> _Written instruction A_: In the forum thread about righting moment units, what unit does Yoan say righting moment is generally given in?
> _Written instruction B_: Carry on the forum thread about the righting moment of French boats from the point where it stops.

> _Selected extract_:
Dear all
French boats give their righting monent (raideur a la toile) in a unit I cannot decipher.
My Attalia is declared with 5,15 (units?) at 15 degrees' heel - but I cannot make that fit with other units of moment or force.
At 10 degrees, I have calculated 7636 Nm or 764 kilopond.
Can anyone help?
Best regards
Jens

Hello

Generaly, RM is given in Ton.meter, but it looks very important for Attalia

But 7636N.m looks very small !

Regards

Yoan

Dear Yoan
So, the 5,15 would be Ton.meter?
Then my calculation would be 7,636 Ton.meter - not too far off, I think.
Best regards
Jens

Hmm, from experience with sailing yacht GZ curves I would vote for kNm. But then - provided my assumption is true - your calculated value at 10° doesn't fit as I cannot believe a conventional sailing yacht to have its maximum stability at less than 15°, it should be at around 90°.:confused: By the way, 7636Nm is 0.778tm (7636Nm / 9.81m/s² = 778.4kgm = 0.778tm).

> _Material supplied_:
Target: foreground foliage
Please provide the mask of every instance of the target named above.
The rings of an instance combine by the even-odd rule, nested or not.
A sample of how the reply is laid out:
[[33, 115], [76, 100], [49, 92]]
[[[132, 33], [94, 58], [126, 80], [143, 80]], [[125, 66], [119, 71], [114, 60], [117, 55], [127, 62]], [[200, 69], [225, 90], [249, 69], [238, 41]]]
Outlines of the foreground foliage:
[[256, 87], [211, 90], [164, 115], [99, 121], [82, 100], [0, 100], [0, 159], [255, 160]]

> _Expected output A_: Ton.meter

> _Expected output B_:
Dear Olav
Thank you. My value at 10 degrees is not the maximum - I put it in to be compared with the Attalia declared value of 5,15 at 15 degrees (and 8,7 at 30 degrees).
So, tm is from kilpond, not from NM. Do you think the French declared values are tm?
Best regards
Jens

Hej Jens,

of course the boat doesn't have its maximum stability at 10°. But you have to admit that 7636 Nm at 10° is a larger value at a lower heeling angle than 5150 Nm at 15°. ;) And this is confusing me. The course of the stability curve at low angles should be roughly linear. Maybe you could show us your calculation in detail?

I still believe 5.15 kNm at 15° to be a reasonable value (although the resultant lever arm of GZ = (5150 Nm / 9.81 m/s²) / 3700 kg* = 0.142 m is rather small compared to boats of similar size); anything else like Nm, tm, kgm, kpm or lb-ft is either too large or too small to be plausible.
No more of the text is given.